**The task**
Count the lines in the material below that contain the string "television", and reply with that number alone.

**Exercise materials**
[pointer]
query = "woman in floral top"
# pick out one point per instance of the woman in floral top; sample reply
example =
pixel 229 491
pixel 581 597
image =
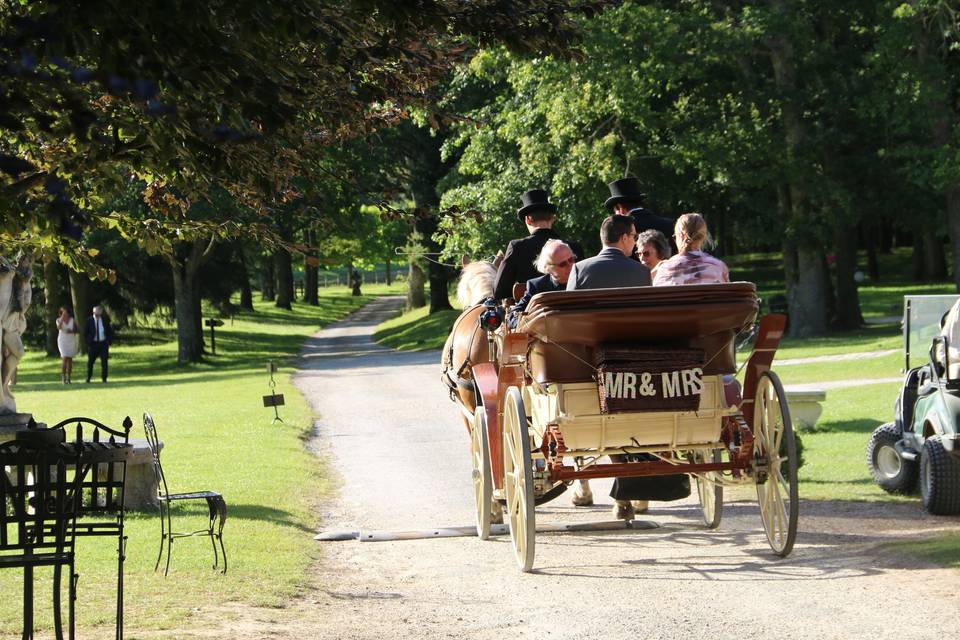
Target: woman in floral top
pixel 691 265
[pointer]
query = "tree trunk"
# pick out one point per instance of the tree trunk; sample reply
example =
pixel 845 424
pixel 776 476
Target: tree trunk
pixel 806 295
pixel 943 119
pixel 871 240
pixel 934 259
pixel 416 295
pixel 57 294
pixel 848 314
pixel 246 293
pixel 953 222
pixel 82 309
pixel 438 274
pixel 916 260
pixel 311 280
pixel 185 263
pixel 189 339
pixel 283 266
pixel 268 285
pixel 426 169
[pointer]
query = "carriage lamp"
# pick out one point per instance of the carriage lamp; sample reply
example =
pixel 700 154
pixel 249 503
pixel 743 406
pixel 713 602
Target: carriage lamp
pixel 492 316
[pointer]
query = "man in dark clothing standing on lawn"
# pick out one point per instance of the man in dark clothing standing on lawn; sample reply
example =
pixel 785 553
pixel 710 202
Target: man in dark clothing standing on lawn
pixel 98 335
pixel 539 214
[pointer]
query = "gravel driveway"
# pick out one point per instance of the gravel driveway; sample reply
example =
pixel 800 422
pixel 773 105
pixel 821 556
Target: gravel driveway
pixel 403 456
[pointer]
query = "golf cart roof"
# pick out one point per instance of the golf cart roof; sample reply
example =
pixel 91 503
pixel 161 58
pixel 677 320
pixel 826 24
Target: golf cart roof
pixel 921 322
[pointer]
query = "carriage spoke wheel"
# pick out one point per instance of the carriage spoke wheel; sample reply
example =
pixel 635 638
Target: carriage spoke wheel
pixel 710 490
pixel 518 478
pixel 775 449
pixel 482 476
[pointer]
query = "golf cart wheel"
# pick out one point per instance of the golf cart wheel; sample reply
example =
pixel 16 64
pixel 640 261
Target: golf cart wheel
pixel 892 472
pixel 939 479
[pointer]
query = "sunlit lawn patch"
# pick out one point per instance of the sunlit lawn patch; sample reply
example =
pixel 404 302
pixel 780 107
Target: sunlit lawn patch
pixel 217 436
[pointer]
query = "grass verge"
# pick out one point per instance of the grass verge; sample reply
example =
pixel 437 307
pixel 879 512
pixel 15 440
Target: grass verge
pixel 217 435
pixel 943 549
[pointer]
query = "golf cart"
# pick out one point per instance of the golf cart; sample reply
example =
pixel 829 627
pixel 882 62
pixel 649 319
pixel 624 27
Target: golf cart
pixel 923 442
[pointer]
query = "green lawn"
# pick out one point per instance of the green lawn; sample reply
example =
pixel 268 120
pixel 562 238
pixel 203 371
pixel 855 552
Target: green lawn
pixel 417 330
pixel 217 436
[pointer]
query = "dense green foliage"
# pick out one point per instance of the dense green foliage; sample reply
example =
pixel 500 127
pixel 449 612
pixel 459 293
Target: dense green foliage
pixel 810 125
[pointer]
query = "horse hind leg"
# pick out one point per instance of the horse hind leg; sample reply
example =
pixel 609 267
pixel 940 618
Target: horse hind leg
pixel 582 495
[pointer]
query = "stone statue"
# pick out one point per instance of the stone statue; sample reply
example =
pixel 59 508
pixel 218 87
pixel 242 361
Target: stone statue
pixel 16 296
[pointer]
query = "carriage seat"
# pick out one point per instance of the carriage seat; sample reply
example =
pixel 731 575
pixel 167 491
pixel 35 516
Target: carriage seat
pixel 568 326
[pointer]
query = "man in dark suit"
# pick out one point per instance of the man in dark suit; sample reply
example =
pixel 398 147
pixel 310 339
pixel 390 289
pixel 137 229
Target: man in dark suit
pixel 627 199
pixel 556 261
pixel 98 335
pixel 612 267
pixel 539 214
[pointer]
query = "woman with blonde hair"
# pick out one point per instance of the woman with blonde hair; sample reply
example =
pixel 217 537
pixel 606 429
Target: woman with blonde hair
pixel 67 343
pixel 691 265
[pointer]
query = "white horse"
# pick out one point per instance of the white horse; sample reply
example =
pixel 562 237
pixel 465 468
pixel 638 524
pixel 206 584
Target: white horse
pixel 476 285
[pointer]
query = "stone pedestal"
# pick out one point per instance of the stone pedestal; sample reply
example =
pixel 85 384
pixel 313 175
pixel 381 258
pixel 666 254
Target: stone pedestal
pixel 11 423
pixel 806 405
pixel 140 492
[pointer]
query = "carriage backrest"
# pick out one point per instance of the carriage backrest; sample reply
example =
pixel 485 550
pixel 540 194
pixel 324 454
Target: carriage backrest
pixel 568 326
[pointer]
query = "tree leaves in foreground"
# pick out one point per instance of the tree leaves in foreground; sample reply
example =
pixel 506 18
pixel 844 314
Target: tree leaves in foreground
pixel 196 97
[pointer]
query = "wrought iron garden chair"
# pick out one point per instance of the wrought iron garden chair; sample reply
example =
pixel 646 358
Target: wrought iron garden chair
pixel 38 507
pixel 216 505
pixel 103 482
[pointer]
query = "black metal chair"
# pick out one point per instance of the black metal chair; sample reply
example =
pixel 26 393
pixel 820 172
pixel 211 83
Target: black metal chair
pixel 216 506
pixel 38 508
pixel 103 482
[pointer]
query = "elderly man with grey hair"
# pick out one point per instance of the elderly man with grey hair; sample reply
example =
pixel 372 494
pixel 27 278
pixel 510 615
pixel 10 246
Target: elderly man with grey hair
pixel 98 335
pixel 555 261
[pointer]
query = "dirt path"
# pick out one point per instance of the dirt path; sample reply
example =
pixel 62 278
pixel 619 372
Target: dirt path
pixel 402 452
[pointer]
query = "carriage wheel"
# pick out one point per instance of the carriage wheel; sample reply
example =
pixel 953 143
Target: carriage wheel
pixel 482 476
pixel 518 478
pixel 710 490
pixel 777 478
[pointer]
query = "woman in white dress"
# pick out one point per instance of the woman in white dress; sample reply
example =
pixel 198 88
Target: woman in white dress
pixel 67 342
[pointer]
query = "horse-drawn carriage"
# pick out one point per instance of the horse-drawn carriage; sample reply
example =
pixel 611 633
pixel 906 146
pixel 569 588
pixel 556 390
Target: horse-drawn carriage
pixel 643 374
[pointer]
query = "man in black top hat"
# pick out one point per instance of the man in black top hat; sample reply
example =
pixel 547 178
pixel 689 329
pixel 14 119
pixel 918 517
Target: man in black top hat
pixel 626 199
pixel 539 214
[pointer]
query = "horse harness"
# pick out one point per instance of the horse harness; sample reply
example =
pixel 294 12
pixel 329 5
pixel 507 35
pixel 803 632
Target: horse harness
pixel 457 380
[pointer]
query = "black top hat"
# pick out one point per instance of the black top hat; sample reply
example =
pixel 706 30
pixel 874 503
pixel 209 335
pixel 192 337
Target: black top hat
pixel 533 201
pixel 624 190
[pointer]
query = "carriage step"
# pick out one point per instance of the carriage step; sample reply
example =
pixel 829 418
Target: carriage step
pixel 496 529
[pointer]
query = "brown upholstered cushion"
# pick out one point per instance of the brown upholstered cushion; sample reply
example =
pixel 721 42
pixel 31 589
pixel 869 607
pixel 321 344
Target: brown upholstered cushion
pixel 696 316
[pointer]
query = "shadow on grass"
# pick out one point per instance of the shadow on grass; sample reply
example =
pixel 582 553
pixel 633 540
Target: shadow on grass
pixel 198 509
pixel 861 425
pixel 420 334
pixel 266 514
pixel 832 544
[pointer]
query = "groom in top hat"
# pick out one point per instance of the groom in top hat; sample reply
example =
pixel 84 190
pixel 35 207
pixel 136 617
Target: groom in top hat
pixel 627 199
pixel 539 214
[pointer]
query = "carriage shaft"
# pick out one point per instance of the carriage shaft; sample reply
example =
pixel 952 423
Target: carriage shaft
pixel 638 469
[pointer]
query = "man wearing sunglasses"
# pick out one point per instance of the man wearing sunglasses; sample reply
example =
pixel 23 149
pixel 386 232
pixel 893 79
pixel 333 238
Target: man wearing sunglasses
pixel 538 214
pixel 556 261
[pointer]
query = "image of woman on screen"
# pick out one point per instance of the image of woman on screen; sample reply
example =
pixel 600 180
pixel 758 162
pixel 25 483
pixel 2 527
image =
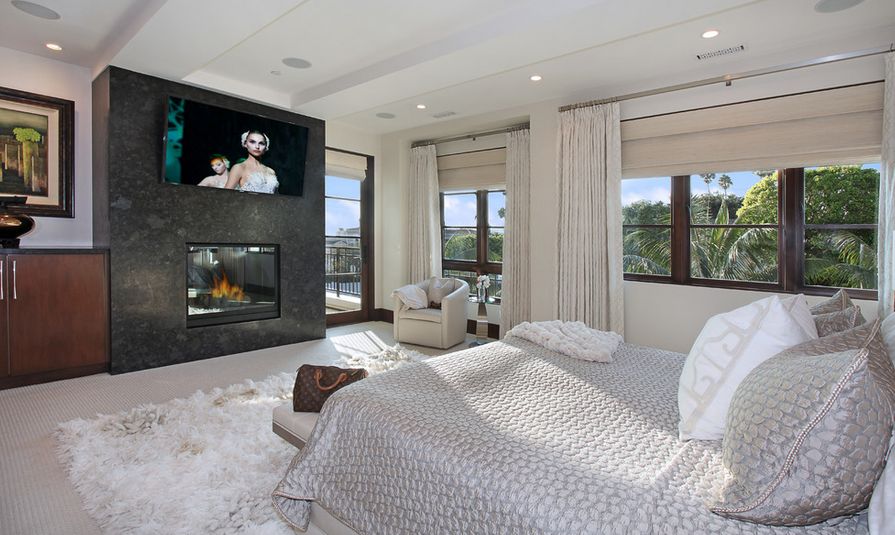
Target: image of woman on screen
pixel 252 175
pixel 220 165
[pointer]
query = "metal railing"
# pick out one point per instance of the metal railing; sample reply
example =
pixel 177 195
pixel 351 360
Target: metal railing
pixel 343 270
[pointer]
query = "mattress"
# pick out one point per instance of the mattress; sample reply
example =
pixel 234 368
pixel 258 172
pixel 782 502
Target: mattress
pixel 511 437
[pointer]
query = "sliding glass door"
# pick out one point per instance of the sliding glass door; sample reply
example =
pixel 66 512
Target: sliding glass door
pixel 349 217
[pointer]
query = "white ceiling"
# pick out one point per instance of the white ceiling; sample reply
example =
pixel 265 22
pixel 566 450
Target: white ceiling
pixel 464 56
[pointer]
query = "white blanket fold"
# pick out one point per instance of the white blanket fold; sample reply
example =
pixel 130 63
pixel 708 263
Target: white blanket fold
pixel 571 338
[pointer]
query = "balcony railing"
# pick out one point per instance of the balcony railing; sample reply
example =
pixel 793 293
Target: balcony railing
pixel 343 267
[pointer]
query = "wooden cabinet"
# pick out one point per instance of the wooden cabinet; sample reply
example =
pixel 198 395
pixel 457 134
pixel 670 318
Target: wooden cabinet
pixel 54 316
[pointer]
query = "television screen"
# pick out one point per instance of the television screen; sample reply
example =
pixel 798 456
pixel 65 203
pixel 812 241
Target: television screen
pixel 219 148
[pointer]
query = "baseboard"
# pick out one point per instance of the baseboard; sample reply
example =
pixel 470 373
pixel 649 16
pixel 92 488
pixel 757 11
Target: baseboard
pixel 384 314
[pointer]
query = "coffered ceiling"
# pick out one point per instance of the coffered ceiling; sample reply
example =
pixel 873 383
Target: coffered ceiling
pixel 459 58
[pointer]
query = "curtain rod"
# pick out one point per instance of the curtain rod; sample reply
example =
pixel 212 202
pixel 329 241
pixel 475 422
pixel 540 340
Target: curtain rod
pixel 727 79
pixel 521 126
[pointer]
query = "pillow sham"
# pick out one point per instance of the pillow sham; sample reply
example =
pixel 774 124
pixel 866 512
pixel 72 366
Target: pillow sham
pixel 789 423
pixel 798 307
pixel 834 322
pixel 439 289
pixel 839 301
pixel 411 297
pixel 728 348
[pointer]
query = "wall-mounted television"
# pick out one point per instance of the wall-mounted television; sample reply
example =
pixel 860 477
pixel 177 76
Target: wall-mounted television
pixel 216 147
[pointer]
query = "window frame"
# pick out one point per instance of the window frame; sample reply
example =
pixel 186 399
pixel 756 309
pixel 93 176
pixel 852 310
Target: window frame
pixel 791 229
pixel 481 265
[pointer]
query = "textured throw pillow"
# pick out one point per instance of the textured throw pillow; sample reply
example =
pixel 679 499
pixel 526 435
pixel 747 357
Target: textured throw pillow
pixel 806 439
pixel 868 335
pixel 839 301
pixel 411 297
pixel 439 289
pixel 834 322
pixel 728 348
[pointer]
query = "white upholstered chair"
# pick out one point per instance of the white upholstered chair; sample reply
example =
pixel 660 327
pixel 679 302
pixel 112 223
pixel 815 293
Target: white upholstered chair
pixel 433 327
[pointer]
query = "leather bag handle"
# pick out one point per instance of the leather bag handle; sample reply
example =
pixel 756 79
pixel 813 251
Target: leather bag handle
pixel 318 374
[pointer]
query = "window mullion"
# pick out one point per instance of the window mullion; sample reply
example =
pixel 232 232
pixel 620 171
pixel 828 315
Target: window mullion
pixel 792 216
pixel 680 229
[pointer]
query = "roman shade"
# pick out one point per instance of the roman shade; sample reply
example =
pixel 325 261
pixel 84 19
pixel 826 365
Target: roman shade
pixel 840 126
pixel 345 165
pixel 482 169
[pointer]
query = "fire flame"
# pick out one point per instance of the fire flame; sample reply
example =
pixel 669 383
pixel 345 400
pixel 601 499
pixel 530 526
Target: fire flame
pixel 223 288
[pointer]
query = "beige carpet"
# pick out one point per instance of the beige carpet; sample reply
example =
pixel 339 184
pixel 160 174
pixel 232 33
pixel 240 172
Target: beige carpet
pixel 35 495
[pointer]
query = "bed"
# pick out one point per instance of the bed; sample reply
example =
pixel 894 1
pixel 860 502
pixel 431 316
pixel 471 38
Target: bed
pixel 511 437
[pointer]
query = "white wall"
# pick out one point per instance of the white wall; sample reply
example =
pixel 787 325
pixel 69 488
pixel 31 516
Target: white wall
pixel 43 76
pixel 660 315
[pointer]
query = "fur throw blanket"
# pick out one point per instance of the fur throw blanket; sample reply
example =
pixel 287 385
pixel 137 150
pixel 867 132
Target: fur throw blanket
pixel 571 338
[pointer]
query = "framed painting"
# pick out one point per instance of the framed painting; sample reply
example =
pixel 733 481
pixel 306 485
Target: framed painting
pixel 37 152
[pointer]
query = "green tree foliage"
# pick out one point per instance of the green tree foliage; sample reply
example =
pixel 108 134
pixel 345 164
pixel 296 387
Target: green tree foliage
pixel 645 212
pixel 760 203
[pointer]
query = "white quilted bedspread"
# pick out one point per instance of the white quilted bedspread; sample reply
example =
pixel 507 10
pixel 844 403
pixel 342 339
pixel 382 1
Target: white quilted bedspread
pixel 511 438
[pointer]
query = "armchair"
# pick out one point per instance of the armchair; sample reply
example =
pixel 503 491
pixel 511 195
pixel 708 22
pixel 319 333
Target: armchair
pixel 433 327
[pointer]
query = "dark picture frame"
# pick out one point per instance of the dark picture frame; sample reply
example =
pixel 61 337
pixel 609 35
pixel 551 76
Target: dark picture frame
pixel 37 152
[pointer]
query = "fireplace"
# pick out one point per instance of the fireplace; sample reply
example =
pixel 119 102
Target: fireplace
pixel 231 283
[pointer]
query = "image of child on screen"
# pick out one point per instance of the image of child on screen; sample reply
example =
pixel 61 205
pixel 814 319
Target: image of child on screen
pixel 220 165
pixel 252 175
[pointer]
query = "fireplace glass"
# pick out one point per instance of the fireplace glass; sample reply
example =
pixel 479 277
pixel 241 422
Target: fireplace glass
pixel 231 283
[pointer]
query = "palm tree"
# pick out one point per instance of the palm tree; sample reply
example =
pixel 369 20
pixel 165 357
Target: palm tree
pixel 840 259
pixel 708 178
pixel 724 181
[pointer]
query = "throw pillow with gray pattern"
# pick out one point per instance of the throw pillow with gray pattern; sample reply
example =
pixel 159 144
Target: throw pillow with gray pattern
pixel 839 301
pixel 834 322
pixel 789 423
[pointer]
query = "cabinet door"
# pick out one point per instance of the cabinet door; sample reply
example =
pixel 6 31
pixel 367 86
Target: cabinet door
pixel 58 316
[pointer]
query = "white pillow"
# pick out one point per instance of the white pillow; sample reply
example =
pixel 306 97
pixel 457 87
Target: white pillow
pixel 797 305
pixel 411 296
pixel 439 289
pixel 728 348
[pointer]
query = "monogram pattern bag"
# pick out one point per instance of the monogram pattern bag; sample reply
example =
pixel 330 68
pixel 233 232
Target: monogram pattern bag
pixel 314 384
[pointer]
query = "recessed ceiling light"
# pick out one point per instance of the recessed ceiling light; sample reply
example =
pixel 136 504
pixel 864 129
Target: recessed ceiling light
pixel 296 63
pixel 832 6
pixel 36 9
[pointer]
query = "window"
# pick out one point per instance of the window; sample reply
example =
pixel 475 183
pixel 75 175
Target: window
pixel 472 229
pixel 799 230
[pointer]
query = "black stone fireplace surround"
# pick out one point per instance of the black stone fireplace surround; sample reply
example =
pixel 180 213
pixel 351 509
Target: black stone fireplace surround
pixel 146 225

**Right answer**
6